───── Source passage
System requirements

While it is possible to run a local LLM on almost any device, you will need the following for the best experience:

  • At least 16GB of RAM.
  • A modern processor, supporting AVX2 instructions. If your processor was manufactured after 2011, it almost certainly supports this standard.
  • Optional, but highly recommended: a dedicated NVIDIA or AMD graphics card, with at least 8GB of VRAM.

The more powerful your computer, the stronger models you can run locally on your machine. There are three main methods of running local LLMs, and each depends on the amount of system memory you have:

GPU inference: The fastest and most preferred method is to load the model entirely into your VRAM (your graphics card's memory). You will need a dedicated graphics card.

The amount of VRAM you have available will determine the size of the model you can load. You should assume 8GB of VRAM to be the minimum, and 24GB VRAM to be optimal.

Did you know?

You can install multiple graphics cards into your system to maximize the amount of VRAM available for AI-related tasks.

GPU + CPU inference: This method will use both your VRAM and RAM to load the model. Offloading parts of the model to your system memory will allow you to load larger models at a significant performance penalty. For this, you will sum up both your VRAM and RAM. You can assume that a minimum of 16GB of memory in total will be necessary.

CPU-only inference: This method uses your CPU and RAM for inference and is the slowest by far, but also the cheapest method in terms of necessary hardware. Assume at least 16GB of RAM at a minimum.
──────────
───── Records provided
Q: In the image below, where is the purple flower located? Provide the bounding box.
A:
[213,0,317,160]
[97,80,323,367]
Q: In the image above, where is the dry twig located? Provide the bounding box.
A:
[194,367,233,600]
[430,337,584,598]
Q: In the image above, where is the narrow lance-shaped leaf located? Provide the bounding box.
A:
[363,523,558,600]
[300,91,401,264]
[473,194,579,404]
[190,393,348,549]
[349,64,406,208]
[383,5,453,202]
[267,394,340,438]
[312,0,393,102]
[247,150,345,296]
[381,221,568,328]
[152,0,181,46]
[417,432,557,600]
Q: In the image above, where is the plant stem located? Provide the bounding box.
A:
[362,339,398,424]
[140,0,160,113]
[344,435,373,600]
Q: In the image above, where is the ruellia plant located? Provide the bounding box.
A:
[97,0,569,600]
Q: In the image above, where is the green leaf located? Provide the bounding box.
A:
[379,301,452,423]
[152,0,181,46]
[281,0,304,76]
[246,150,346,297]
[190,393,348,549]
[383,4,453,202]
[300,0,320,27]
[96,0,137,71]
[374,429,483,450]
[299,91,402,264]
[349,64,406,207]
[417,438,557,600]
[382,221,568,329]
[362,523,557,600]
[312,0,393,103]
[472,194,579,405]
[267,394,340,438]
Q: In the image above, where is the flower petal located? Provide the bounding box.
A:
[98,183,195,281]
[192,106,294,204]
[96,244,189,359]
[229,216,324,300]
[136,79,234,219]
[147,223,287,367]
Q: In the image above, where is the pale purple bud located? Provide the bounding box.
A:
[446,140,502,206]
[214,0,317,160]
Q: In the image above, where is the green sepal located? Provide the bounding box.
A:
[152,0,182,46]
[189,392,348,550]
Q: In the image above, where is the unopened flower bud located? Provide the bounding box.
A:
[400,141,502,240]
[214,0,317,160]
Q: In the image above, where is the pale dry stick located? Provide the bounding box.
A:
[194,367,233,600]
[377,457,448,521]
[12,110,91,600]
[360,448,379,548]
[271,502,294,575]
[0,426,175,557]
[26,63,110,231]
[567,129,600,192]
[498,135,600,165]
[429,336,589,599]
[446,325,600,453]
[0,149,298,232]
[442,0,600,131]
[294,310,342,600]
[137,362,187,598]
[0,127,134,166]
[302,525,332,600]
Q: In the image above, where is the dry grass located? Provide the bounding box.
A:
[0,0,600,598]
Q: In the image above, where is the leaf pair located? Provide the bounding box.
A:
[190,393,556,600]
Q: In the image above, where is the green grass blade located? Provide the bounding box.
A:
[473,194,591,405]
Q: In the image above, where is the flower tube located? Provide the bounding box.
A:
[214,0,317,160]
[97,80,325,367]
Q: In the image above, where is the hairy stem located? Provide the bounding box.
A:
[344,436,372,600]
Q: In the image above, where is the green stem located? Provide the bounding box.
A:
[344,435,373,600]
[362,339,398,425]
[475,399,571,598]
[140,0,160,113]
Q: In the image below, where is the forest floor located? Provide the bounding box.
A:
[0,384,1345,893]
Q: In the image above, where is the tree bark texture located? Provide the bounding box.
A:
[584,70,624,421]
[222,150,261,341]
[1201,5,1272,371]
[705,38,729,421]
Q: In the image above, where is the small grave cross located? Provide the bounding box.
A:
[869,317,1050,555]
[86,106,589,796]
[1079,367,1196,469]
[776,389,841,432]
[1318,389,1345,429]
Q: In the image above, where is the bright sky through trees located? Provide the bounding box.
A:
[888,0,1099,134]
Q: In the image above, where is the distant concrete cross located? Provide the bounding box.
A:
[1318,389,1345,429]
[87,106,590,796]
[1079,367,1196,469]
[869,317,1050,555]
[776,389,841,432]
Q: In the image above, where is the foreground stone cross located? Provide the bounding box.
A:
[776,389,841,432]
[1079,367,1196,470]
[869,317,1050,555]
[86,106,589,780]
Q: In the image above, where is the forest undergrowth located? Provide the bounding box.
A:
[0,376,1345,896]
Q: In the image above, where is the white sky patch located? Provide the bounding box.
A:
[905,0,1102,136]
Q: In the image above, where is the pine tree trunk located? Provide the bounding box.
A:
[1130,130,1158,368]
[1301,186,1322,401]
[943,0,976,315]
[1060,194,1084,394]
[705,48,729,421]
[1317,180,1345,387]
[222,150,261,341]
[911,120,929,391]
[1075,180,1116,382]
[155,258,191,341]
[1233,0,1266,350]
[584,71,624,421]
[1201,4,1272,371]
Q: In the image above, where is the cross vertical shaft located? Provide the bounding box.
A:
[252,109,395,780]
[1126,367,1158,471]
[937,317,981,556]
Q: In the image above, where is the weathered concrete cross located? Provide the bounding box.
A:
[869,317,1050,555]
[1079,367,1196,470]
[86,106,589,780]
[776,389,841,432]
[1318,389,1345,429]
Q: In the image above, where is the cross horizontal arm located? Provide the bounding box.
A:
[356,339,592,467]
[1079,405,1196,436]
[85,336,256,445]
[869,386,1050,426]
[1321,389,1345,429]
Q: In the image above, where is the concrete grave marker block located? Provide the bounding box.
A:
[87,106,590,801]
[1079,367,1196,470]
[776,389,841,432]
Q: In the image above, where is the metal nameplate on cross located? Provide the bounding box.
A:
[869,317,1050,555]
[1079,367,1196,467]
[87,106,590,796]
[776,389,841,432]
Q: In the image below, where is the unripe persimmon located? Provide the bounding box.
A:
──────────
**Work instructions:**
Could you reproduce the entire system requirements text above, word for word and unchanged?

**Exercise response:**
System requirements

While it is possible to run a local LLM on almost any device, you will need the following for the best experience:

  • At least 16GB of RAM.
  • A modern processor, supporting AVX2 instructions. If your processor was manufactured after 2011, it almost certainly supports this standard.
  • Optional, but highly recommended: a dedicated NVIDIA or AMD graphics card, with at least 8GB of VRAM.

The more powerful your computer, the stronger models you can run locally on your machine. There are three main methods of running local LLMs, and each depends on the amount of system memory you have:

GPU inference: The fastest and most preferred method is to load the model entirely into your VRAM (your graphics card's memory). You will need a dedicated graphics card.

The amount of VRAM you have available will determine the size of the model you can load. You should assume 8GB of VRAM to be the minimum, and 24GB VRAM to be optimal.

Did you know?

You can install multiple graphics cards into your system to maximize the amount of VRAM available for AI-related tasks.

GPU + CPU inference: This method will use both your VRAM and RAM to load the model. Offloading parts of the model to your system memory will allow you to load larger models at a significant performance penalty. For this, you will sum up both your VRAM and RAM. You can assume that a minimum of 16GB of memory in total will be necessary.

CPU-only inference: This method uses your CPU and RAM for inference and is the slowest by far, but also the cheapest method in terms of necessary hardware. Assume at least 16GB of RAM at a minimum.